--- start ---

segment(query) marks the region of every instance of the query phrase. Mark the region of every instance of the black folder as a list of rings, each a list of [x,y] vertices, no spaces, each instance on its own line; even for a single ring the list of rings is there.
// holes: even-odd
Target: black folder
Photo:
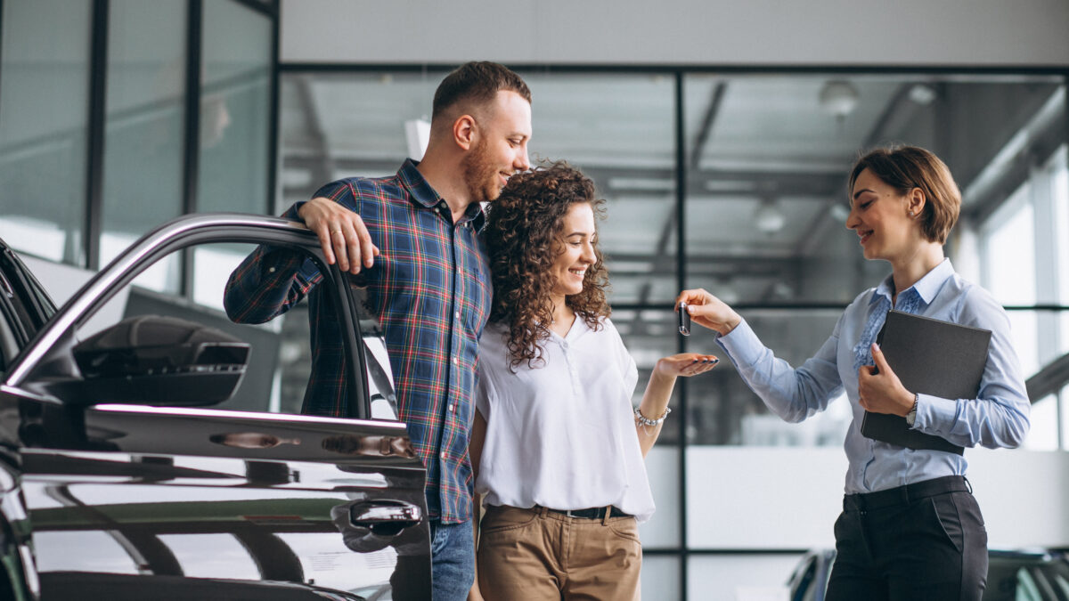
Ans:
[[[943,399],[975,399],[988,364],[991,332],[901,311],[888,311],[878,339],[907,390]],[[865,412],[862,434],[911,449],[964,454],[941,436],[911,430],[899,415]]]

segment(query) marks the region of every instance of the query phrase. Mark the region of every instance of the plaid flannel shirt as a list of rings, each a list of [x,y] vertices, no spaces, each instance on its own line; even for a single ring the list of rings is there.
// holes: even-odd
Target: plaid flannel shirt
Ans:
[[[478,374],[479,336],[490,315],[492,283],[481,230],[483,213],[468,207],[456,224],[414,161],[389,178],[350,178],[320,188],[359,213],[381,255],[351,276],[368,287],[393,370],[400,418],[427,466],[427,503],[444,523],[471,517],[468,434]],[[295,204],[284,216],[297,219]],[[312,372],[304,413],[346,416],[343,341],[330,300],[311,260],[261,246],[227,283],[227,312],[235,322],[263,323],[306,295]]]

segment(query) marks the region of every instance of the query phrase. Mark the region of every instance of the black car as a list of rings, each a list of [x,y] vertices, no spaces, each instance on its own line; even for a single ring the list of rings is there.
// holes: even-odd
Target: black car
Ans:
[[[1069,555],[1064,550],[988,550],[983,601],[1069,601]],[[823,601],[834,550],[807,553],[787,581],[791,601]]]
[[[319,265],[350,417],[298,415],[307,350],[282,352],[282,330],[307,332],[299,315],[245,326],[213,306],[259,244]],[[0,255],[0,599],[430,599],[424,469],[303,225],[174,219],[58,310]]]

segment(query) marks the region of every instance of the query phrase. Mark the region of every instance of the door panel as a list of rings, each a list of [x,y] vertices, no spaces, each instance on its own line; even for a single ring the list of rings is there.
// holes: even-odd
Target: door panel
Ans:
[[[66,586],[53,576],[86,573],[286,581],[365,596],[391,577],[420,582],[430,568],[422,466],[403,427],[112,405],[87,411],[86,430],[102,436],[91,447],[113,450],[22,453],[46,600]],[[384,525],[353,523],[369,505]]]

--- end ---

Can you render all of the lines above as a JSON list of strings, one string per line, leaving out blank lines and the line that stands in for the picture?

[
  "segment(query) marks the region of every instance of the query phrase. Mark the region of every instance of the black folder as a list of rings, each a list of [x,y] vertices, no spaces, each instance on its own line; even for a single ring the list of rings is there.",
  "// holes: even-odd",
  "Target: black folder",
  "Photo:",
  "Ans:",
  "[[[943,399],[975,399],[988,364],[991,332],[901,311],[888,311],[878,339],[907,390]],[[865,412],[862,434],[911,449],[964,454],[941,436],[911,430],[899,415]]]",
  "segment(query) marks the region of every instance of the query phrase. Mark the region of every instance of the plaid flannel shirt as a list of rings, each a list of [x,y] vertices, no spaces, each instance on its own line; even for a single ring the list of rings is there.",
  "// holes: even-odd",
  "Target: plaid flannel shirt",
  "Ans:",
  "[[[478,374],[479,336],[490,315],[492,283],[481,230],[483,213],[468,207],[456,224],[414,161],[389,178],[350,178],[320,188],[359,213],[381,255],[351,276],[368,287],[393,370],[400,418],[427,466],[427,503],[444,523],[471,517],[468,434]],[[295,204],[284,216],[297,219]],[[312,372],[304,413],[346,416],[343,341],[330,300],[311,260],[261,246],[227,283],[227,312],[235,322],[263,323],[306,295]]]",
  "segment(query) marks the region of every instance of the query phrase. Mark the region of every instance of the black car as a list of rings, each a list of [x,y] vertices, no spaces, each instance on its own line; even for a single ring the list of rings is there.",
  "// holes: even-odd",
  "Target: black car",
  "Ans:",
  "[[[1069,555],[1064,550],[988,550],[983,601],[1069,601]],[[823,601],[834,550],[807,553],[787,581],[791,601]]]",
  "[[[319,265],[350,417],[298,415],[307,350],[282,352],[282,330],[307,332],[299,315],[245,326],[213,306],[259,244]],[[0,255],[0,599],[430,599],[424,469],[303,225],[174,219],[58,310]]]",
  "segment(query) marks the region of every instance of the query phrase. Mark the region of every instance of the door panel as a list of rings, each a list of [x,y] vertices, no spaces, each instance on its own line; even for a single ring the list of rings is there.",
  "// holes: even-odd",
  "Target: door panel",
  "Ans:",
  "[[[66,586],[53,576],[86,573],[286,581],[365,596],[391,577],[420,582],[430,568],[422,466],[403,427],[112,405],[87,411],[86,430],[102,436],[91,447],[113,450],[22,453],[46,600]],[[384,525],[353,523],[369,505]]]"
]